• **What to do**:
1. According to the page about artbrain.org, in what year did artbrain.org launch online?
2. Transcribe the page about artbrain.org from "About artbrain.org" up to and including "to the field.".

• **Extract to read**:
About artbrain.org

Over the last 25 years (1996–2021), artbrain.org has developed alternative vocabularies and practices with which to rethink the fields that describe sensation, perception, and cognition. Founded in 1996, artbrain.org consists of the Journal of Neuroaesthetics and Chaoid Gallery and was established by Warren Neidich and Nathalie Anglès with an online launch in 1997. Starting with a lecture series in 1996 by Neidich on neuroaesthetics at the School of Visual Arts in New York City, artbrain.org has also catalyzed conferences and publications that have further contributed to the field.


Activist Neuroaesthetics

by Warren Neidich

Three categories of Neuroaesthetics currently at play consist of a positivist, idealist and activist classification. (Charles Wolfe)1

Positivist Neuroaesthetics utilizes scientific methods and neuroimaging to explain and locate the origins of artistic and cultural production to the cerebral modules of the material brain confined by the bony carapace of the skull. Aesthetics products like paintings, sculptures, poems and films are considered objects of considerable interest for study and the scientific method, rather then an artistic one, is considered the superior model with which to do this. This method emphasizes reductionist and deterministic methodology and does not take into account the history of the work of art in its social, political, economic or cultural becoming, seeing it instead as a crystallized non-changing form this is sensed and perceived by a cognitive apparatus that also is unchanging. It refutes the importance of emergence. Positivist neuroaesthetics is linked to positivist scientific inquiries and analytic philosophical epistemologies. As such it is linked to various debunked scientific histories such as phrenology, physiognomy and especially craniometry and biometry, which led to ideas of scientific racism. This was especially true for beliefs in the mental superiority of the white races that fueled the racist imaginary. Obviously an alternative method of inquiry is required.

• **Supplied entries**:
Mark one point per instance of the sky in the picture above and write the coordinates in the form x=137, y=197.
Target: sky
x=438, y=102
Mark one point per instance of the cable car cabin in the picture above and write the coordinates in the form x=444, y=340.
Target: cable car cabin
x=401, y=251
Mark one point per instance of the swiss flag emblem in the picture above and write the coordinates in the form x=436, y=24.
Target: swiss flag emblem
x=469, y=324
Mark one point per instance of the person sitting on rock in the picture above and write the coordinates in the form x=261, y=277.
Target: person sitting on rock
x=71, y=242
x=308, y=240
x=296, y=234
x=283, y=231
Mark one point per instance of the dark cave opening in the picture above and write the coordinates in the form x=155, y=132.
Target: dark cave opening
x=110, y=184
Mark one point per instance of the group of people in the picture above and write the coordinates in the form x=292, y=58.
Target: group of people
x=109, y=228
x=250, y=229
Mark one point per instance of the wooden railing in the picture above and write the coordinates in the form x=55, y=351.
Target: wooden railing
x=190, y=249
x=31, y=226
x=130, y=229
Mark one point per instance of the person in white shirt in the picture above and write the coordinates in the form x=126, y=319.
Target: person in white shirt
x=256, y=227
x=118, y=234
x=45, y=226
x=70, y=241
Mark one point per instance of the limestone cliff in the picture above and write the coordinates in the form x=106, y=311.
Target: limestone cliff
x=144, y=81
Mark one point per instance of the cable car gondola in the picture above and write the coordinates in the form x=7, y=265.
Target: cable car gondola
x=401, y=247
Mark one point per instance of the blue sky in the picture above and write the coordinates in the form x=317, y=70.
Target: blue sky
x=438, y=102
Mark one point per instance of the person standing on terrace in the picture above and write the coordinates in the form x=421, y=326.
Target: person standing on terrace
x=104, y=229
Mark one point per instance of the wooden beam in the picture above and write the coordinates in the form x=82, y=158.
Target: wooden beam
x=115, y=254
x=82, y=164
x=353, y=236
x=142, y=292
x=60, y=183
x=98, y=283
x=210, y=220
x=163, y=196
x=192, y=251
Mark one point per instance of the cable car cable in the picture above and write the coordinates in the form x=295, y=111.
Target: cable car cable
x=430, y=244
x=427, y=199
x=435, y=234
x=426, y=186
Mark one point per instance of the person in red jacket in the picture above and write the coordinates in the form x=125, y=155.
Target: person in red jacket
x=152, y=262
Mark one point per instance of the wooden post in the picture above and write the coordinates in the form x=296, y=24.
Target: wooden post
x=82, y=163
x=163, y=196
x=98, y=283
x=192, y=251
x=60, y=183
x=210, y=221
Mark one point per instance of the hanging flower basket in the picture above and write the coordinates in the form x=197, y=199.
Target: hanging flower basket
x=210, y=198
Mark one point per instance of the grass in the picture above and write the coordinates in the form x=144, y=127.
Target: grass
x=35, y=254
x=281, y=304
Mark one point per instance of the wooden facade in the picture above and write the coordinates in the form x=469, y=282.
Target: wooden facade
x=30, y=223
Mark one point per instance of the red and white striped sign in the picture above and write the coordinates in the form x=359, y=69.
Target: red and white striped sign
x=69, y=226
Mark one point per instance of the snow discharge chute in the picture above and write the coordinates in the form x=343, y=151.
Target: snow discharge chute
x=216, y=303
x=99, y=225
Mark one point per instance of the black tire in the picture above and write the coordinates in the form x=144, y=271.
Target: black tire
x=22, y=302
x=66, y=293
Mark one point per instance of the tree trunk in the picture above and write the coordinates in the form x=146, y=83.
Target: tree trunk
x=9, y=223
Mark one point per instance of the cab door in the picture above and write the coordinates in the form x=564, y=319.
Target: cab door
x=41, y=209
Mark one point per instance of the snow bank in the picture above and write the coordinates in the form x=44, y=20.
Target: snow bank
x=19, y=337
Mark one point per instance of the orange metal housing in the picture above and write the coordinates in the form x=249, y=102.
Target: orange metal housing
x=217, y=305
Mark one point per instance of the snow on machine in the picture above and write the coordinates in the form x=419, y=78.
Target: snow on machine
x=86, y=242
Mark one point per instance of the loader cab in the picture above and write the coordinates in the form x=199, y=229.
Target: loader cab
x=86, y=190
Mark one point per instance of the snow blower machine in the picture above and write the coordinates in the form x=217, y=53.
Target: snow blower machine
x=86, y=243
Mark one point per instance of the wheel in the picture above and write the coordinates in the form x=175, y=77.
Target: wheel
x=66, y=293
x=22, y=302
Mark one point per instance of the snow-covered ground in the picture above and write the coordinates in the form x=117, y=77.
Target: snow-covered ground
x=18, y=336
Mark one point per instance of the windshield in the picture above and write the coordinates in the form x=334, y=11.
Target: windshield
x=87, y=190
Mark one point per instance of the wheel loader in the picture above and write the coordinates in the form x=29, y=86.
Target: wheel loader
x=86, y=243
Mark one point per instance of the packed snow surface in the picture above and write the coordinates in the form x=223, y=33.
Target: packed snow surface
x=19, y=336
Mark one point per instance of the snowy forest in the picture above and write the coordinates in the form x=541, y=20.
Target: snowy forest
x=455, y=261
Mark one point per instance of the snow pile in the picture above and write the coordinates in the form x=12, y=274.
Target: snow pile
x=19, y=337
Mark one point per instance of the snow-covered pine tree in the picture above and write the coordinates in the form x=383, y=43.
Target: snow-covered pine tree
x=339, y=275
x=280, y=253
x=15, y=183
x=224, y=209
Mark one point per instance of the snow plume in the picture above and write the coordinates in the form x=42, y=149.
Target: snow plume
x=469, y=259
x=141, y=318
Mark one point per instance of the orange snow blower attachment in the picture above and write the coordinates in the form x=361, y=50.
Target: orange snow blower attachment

• **Answers to the exercises**:
1. 1997

2.
About artbrain.org

Over the last 25 years (1996–2021), artbrain.org has developed alternative vocabularies and practices with which to rethink the fields that describe sensation, perception, and cognition. Founded in 1996, artbrain.org consists of the Journal of Neuroaesthetics and Chaoid Gallery and was established by Warren Neidich and Nathalie Anglès with an online launch in 1997. Starting with a lecture series in 1996 by Neidich on neuroaesthetics at the School of Visual Arts in New York City, artbrain.org has also catalyzed conferences and publications that have further contributed to the field.